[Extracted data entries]
· · · ·

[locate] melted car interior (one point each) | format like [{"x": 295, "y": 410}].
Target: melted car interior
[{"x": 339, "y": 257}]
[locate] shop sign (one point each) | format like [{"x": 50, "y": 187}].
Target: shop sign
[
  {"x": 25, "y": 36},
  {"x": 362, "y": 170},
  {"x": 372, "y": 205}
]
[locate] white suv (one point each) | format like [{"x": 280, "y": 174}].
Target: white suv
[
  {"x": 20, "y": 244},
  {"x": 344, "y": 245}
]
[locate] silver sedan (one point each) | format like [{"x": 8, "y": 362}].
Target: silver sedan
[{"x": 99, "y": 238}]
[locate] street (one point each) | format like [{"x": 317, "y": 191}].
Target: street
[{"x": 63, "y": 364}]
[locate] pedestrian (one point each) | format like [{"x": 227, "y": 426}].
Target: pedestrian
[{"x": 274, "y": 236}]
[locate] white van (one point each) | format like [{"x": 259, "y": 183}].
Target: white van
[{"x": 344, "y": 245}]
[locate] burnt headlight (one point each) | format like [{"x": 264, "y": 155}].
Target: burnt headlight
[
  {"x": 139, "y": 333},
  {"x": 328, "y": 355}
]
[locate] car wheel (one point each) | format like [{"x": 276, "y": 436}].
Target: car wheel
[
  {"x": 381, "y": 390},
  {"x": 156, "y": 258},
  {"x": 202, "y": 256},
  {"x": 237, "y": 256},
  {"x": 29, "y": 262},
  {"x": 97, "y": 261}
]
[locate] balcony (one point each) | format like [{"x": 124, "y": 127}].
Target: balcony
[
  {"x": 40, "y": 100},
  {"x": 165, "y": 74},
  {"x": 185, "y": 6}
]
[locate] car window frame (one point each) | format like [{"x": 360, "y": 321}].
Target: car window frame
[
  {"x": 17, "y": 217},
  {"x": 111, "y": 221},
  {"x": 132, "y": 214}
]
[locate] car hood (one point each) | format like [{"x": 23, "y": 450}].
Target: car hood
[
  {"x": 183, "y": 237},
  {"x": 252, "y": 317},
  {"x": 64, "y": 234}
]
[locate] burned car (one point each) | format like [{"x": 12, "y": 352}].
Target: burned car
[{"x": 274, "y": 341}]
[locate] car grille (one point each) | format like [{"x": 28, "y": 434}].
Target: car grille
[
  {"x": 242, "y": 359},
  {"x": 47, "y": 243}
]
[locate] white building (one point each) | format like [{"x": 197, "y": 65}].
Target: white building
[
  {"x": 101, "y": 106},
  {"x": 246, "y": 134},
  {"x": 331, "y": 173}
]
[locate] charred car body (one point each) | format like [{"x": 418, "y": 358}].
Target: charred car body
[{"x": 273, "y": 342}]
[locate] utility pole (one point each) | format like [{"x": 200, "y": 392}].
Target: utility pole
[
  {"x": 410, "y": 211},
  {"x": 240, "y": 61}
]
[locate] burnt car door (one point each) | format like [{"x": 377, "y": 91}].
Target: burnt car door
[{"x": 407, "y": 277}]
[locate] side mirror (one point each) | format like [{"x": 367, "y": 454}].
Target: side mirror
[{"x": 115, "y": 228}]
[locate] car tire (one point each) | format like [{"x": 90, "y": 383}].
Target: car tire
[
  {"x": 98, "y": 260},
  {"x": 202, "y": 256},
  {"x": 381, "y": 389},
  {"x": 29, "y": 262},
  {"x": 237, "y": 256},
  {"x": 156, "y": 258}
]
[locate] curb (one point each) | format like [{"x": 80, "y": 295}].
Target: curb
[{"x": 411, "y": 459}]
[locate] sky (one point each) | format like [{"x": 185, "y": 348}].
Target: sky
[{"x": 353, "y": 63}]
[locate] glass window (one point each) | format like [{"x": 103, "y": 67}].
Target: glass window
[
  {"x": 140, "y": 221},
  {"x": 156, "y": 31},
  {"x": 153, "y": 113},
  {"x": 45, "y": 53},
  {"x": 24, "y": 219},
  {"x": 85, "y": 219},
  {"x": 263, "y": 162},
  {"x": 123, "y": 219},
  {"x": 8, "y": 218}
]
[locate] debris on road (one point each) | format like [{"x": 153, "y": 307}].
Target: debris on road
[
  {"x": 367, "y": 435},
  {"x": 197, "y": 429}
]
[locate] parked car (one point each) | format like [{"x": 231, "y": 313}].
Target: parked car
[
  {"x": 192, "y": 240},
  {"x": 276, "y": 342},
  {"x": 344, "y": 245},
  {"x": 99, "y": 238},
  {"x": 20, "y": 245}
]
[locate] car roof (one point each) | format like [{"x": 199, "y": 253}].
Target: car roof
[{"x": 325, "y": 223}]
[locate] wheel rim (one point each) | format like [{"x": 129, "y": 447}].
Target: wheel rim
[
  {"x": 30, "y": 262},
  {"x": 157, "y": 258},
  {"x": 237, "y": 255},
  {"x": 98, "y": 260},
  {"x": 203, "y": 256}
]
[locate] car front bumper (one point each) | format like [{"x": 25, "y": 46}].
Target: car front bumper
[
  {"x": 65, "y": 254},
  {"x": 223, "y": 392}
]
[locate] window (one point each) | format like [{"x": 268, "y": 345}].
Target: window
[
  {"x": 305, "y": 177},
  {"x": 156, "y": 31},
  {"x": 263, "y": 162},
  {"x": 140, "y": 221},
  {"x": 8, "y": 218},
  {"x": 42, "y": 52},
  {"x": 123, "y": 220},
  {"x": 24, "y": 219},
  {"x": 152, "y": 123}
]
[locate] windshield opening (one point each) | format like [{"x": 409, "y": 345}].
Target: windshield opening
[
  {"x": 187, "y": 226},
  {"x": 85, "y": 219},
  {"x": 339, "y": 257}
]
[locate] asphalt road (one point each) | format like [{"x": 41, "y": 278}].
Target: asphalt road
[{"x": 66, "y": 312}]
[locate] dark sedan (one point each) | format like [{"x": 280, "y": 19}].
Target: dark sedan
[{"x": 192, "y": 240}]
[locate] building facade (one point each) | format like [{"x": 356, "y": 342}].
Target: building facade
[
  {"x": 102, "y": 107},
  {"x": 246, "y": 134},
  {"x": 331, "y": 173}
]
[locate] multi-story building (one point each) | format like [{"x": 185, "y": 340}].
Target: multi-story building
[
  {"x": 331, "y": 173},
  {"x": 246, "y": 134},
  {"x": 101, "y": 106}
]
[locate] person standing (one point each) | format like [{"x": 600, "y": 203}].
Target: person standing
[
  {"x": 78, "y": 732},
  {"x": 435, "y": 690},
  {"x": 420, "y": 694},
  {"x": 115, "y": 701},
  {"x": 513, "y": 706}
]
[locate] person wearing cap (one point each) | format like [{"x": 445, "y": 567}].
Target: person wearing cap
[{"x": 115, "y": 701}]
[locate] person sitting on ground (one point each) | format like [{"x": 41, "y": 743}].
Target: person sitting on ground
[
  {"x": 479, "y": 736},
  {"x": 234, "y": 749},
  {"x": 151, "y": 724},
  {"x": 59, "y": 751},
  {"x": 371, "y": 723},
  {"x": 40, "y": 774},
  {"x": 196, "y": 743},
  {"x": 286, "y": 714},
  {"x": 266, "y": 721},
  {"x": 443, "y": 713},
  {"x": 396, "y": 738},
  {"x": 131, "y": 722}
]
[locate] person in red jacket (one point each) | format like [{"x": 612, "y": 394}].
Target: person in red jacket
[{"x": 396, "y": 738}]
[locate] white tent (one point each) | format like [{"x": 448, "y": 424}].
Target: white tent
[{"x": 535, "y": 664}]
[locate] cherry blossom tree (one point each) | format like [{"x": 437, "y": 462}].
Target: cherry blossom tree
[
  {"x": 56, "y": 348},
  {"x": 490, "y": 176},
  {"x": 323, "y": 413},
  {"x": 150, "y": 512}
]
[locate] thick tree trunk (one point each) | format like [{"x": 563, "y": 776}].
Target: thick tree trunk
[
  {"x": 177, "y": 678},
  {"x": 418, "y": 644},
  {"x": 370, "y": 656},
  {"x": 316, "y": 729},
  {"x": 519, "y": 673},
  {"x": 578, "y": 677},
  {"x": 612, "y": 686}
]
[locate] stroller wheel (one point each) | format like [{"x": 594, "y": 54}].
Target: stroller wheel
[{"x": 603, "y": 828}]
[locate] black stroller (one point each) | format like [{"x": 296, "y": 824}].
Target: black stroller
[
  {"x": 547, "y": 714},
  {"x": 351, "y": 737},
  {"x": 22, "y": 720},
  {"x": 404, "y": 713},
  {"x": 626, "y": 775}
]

· · · ·

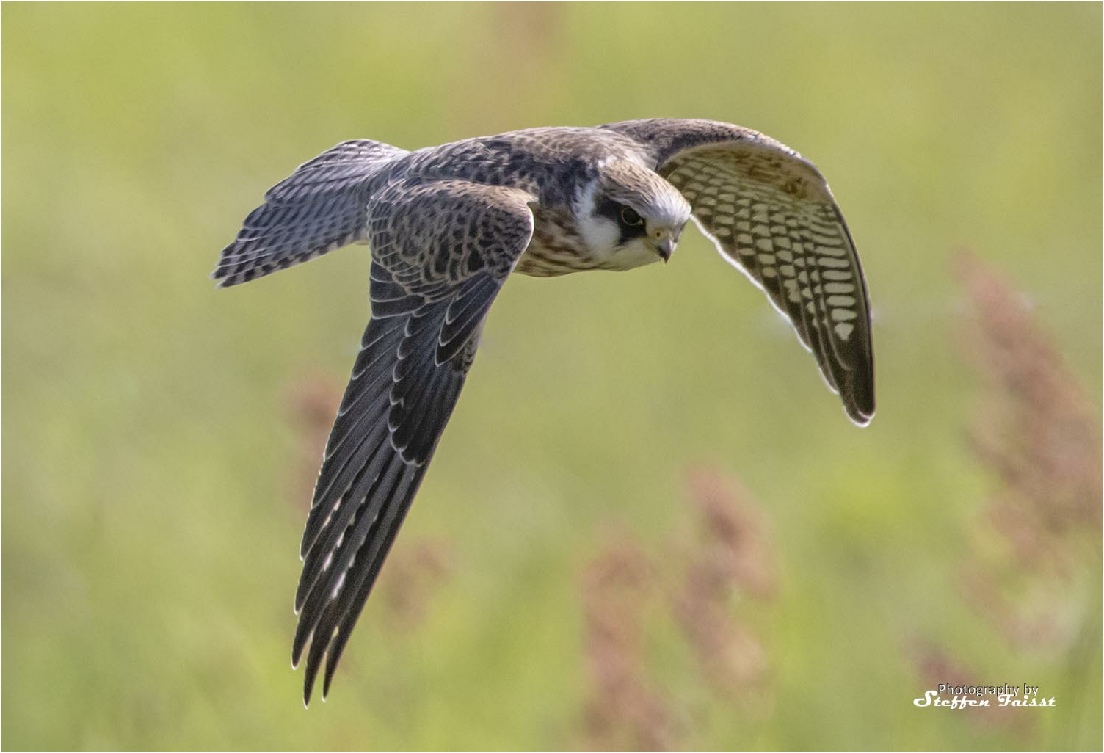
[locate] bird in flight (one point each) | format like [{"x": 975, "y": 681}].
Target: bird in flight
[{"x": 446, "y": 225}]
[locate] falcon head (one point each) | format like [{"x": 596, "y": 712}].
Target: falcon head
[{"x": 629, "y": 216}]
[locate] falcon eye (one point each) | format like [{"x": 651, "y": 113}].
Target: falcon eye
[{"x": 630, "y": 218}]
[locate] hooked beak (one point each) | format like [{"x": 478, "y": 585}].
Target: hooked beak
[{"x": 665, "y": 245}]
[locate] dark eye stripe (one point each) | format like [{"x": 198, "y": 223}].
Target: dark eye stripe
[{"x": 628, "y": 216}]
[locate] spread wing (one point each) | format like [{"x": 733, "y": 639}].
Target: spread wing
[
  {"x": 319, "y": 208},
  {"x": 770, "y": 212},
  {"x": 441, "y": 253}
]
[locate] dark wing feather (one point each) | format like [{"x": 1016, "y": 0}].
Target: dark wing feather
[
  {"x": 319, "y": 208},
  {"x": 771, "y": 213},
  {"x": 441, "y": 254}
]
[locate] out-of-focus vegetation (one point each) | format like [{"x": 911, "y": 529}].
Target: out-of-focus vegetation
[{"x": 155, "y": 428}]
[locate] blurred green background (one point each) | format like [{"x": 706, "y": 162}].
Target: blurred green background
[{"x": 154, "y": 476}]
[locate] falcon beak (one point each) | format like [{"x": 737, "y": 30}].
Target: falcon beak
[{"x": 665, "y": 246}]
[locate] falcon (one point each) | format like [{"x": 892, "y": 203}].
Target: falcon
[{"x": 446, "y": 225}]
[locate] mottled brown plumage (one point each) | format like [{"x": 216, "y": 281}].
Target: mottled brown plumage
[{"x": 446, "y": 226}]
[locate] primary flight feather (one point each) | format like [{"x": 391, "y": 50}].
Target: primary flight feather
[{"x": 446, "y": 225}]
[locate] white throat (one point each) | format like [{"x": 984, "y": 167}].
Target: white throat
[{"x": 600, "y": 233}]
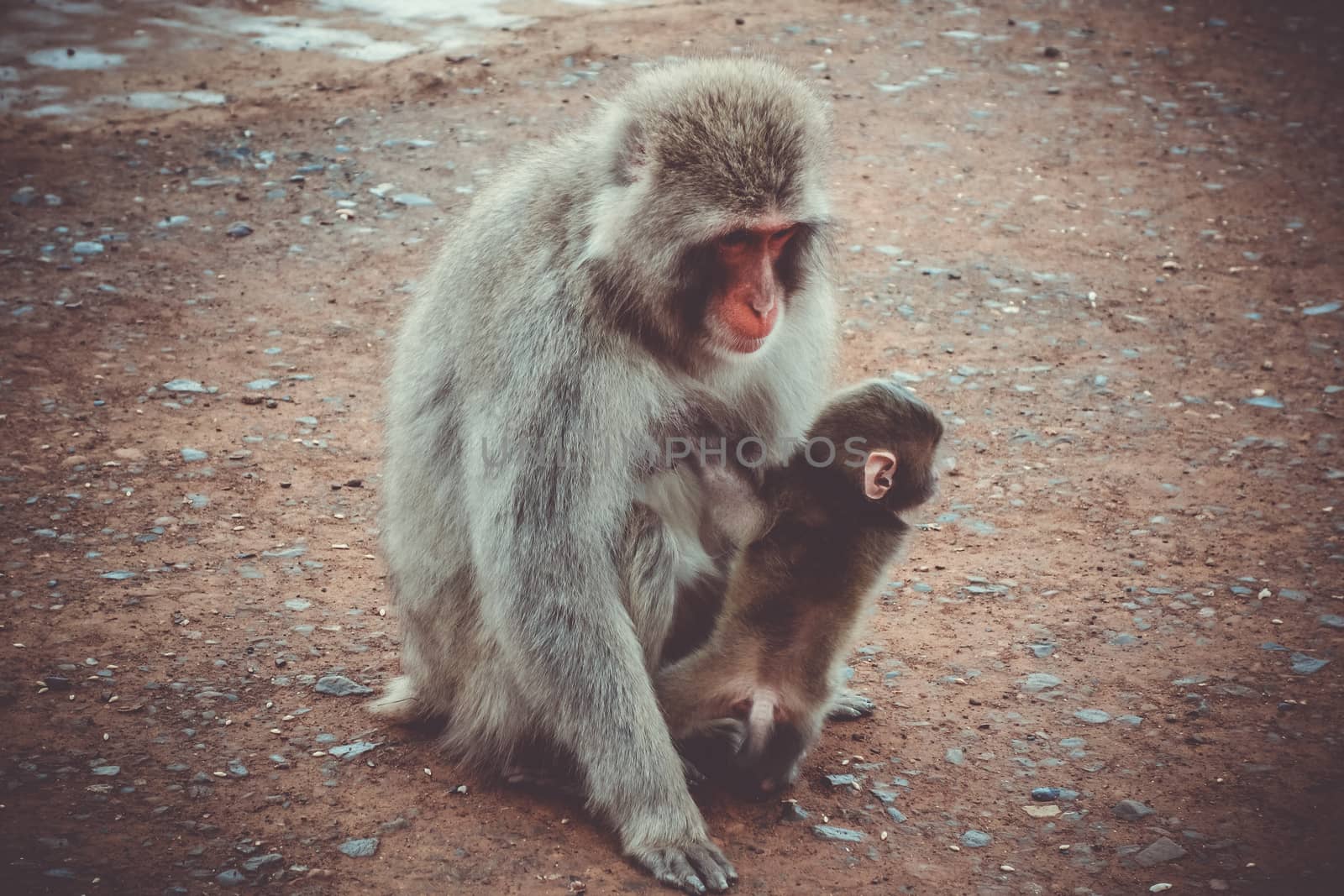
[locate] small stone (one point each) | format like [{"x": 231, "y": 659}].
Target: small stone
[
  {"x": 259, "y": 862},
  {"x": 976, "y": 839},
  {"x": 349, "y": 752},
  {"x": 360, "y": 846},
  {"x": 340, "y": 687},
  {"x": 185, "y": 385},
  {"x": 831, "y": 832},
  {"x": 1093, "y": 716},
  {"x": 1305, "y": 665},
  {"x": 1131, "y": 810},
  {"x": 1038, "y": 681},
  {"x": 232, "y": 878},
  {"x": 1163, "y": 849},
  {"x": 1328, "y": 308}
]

· · · ·

§ **Your goal**:
Could you reproduce, exactly, every line above from the line with "[locate] silver sedan" to the line with "[locate] car wheel", and no other line? Both ends count.

§ **Answer box**:
[locate] silver sedan (one point each) | format like [{"x": 8, "y": 362}].
Target: silver sedan
[{"x": 99, "y": 238}]
[locate] street (one point each) | format like [{"x": 317, "y": 191}].
Target: street
[{"x": 63, "y": 364}]
[locate] pedestrian (one point each) | format like [{"x": 227, "y": 426}].
Target: pedestrian
[{"x": 274, "y": 236}]
[locate] white van (one point each) | format like [{"x": 259, "y": 183}].
Target: white van
[{"x": 344, "y": 245}]
[locate] burnt headlight (one point each) | format like [{"x": 264, "y": 155}].
Target: burnt headlight
[
  {"x": 139, "y": 333},
  {"x": 328, "y": 355}
]
[locate] car wheel (one point each) | format like [{"x": 276, "y": 436}].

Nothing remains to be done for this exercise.